• [INSTRUCTIONS FOR THE TASK]:
Exactly the lines from the one with "point | one marker per instance of the paved" through the final line of the listing below should appear in the answer, and no others.

----

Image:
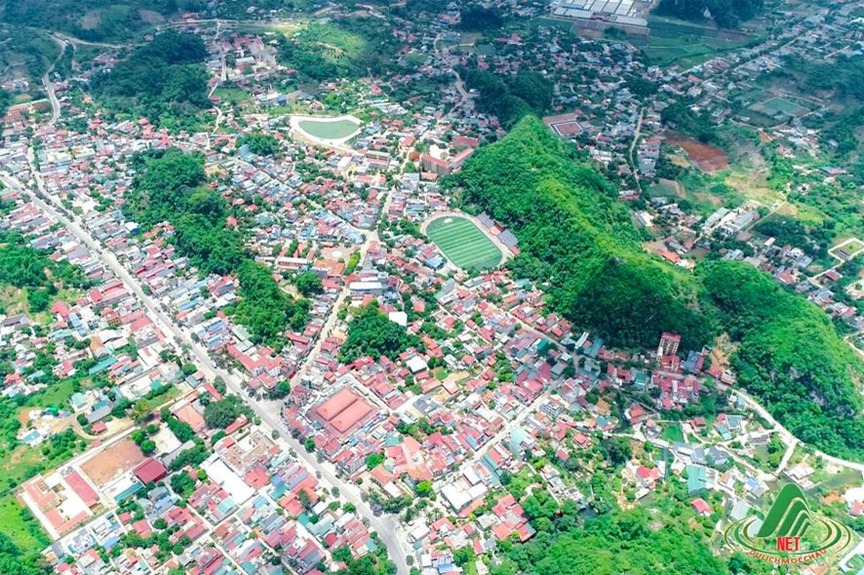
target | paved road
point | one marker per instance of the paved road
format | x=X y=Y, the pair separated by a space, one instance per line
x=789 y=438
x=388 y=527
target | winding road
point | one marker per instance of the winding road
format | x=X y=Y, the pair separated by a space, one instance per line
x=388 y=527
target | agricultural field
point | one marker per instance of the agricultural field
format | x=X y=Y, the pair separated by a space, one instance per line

----

• [SOLVED EXERCISE]:
point | one marker per instance of the paved road
format | x=X y=Y, the pair separated by a space, one instance per line
x=789 y=438
x=388 y=527
target | winding road
point | one marker per instance of the winding road
format | x=X y=Y, the pair separated by a space, one instance per line
x=388 y=527
target | agricultural field
point | one marker per instance of the agricultural field
format | x=X y=Y, the pair separated by a space, one instance per line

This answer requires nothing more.